Aufgabe:
Schreib aus der Gerichtsentscheidung über Servicekräfte weiter unten das Stück von „2. Dass der“ bis einschließlich „Aktenzeichen VI R 4/06)“ Wort für Wort ab.

Ausgangstext:
2. Dass der Produzent als Arbeitgeber die Servicekräfte nicht selbst überwacht, sondern sich hierzu der Warenhäuser bedient, begründet ebenso wenig eine Selbständigkeit der Servicekräfte wie der Umstand, dass die Servicekräfte in den Verträgen als „selbständige Unternehmer” bezeichnet werden.

 

Normenkette

LStDV § 1 Abs. 2-3; EStG § 19 Abs. 1 Nr. 1, §§ 40, 40a

 

Nachgehend

BFH (Urteil vom 20.11.2008; Aktenzeichen VI R 4/06)

 

Tenor

1. Die Klage wird abgewiesen.

2. Die Kosten des Verfahrens trägt die Klägerin.

3. Die Revision wird zugelassen.

 

Tatbestand

Die Beteiligten streiten um die Arbeitnehmereigenschaft von Servicekräften.

Datenauszug:
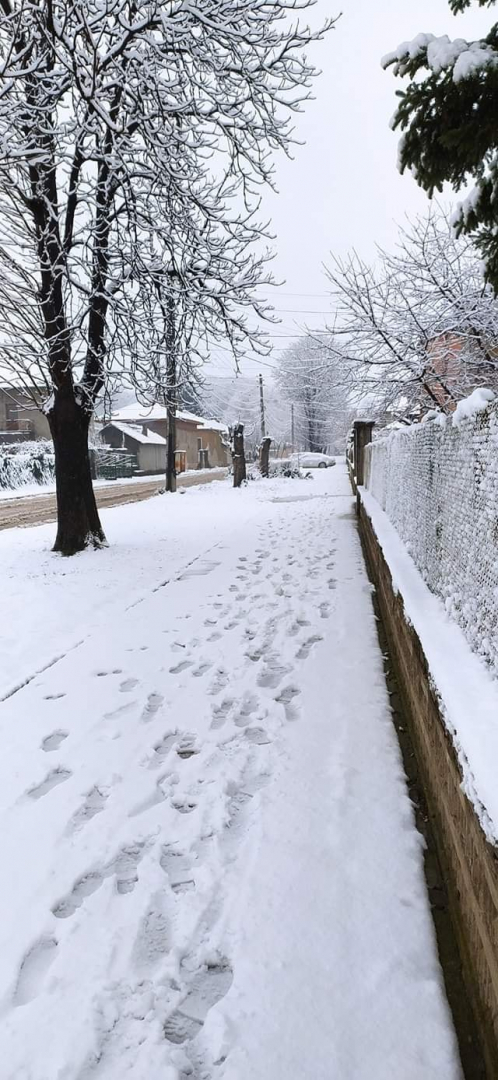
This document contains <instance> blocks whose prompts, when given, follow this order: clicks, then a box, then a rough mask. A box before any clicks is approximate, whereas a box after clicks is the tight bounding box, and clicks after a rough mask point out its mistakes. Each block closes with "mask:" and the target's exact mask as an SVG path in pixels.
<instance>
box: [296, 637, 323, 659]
mask: <svg viewBox="0 0 498 1080" xmlns="http://www.w3.org/2000/svg"><path fill="white" fill-rule="evenodd" d="M318 642H323V637H322V635H321V634H312V636H311V637H308V639H307V640H306V642H304V643H302V645H301V647H300V649H298V651H297V652H296V660H306V659H307V657H309V654H310V652H311V649H312V648H313V645H317V644H318Z"/></svg>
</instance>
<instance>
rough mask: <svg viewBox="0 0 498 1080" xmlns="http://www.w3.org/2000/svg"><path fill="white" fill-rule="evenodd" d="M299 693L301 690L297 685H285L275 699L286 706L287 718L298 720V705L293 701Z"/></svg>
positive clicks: (289, 718) (284, 706)
mask: <svg viewBox="0 0 498 1080" xmlns="http://www.w3.org/2000/svg"><path fill="white" fill-rule="evenodd" d="M299 693H300V690H299V689H298V688H297V686H285V687H284V688H283V689H282V690H281V691H280V693H279V696H278V697H277V698H275V701H278V702H279V703H280V704H281V705H283V706H284V712H285V719H286V720H297V717H298V712H297V708H296V706H295V705H294V704H293V701H294V698H297V696H298V694H299Z"/></svg>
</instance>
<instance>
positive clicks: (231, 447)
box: [230, 423, 245, 487]
mask: <svg viewBox="0 0 498 1080" xmlns="http://www.w3.org/2000/svg"><path fill="white" fill-rule="evenodd" d="M230 434H231V456H232V464H233V487H240V486H241V484H242V483H243V481H244V480H245V449H244V424H243V423H235V427H234V428H233V429H232V431H231V433H230Z"/></svg>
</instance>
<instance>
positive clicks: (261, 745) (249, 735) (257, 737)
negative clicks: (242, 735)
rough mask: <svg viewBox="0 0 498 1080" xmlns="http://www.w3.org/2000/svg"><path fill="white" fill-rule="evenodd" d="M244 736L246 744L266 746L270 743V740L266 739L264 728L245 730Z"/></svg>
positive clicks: (266, 738) (244, 731)
mask: <svg viewBox="0 0 498 1080" xmlns="http://www.w3.org/2000/svg"><path fill="white" fill-rule="evenodd" d="M244 735H245V738H246V739H247V740H248V742H251V743H254V744H255V745H256V746H267V745H269V743H271V739H269V738H268V734H267V732H266V731H265V729H264V728H245V731H244Z"/></svg>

Ergebnis:
2. Dass der Produzent als Arbeitgeber die Servicekräfte nicht selbst überwacht, sondern sich hierzu der Warenhäuser bedient, begründet ebenso wenig eine Selbständigkeit der Servicekräfte wie der Umstand, dass die Servicekräfte in den Verträgen als „selbständige Unternehmer” bezeichnet werden.

 

Normenkette

LStDV § 1 Abs. 2-3; EStG § 19 Abs. 1 Nr. 1, §§ 40, 40a

 

Nachgehend

BFH (Urteil vom 20.11.2008; Aktenzeichen VI R 4/06)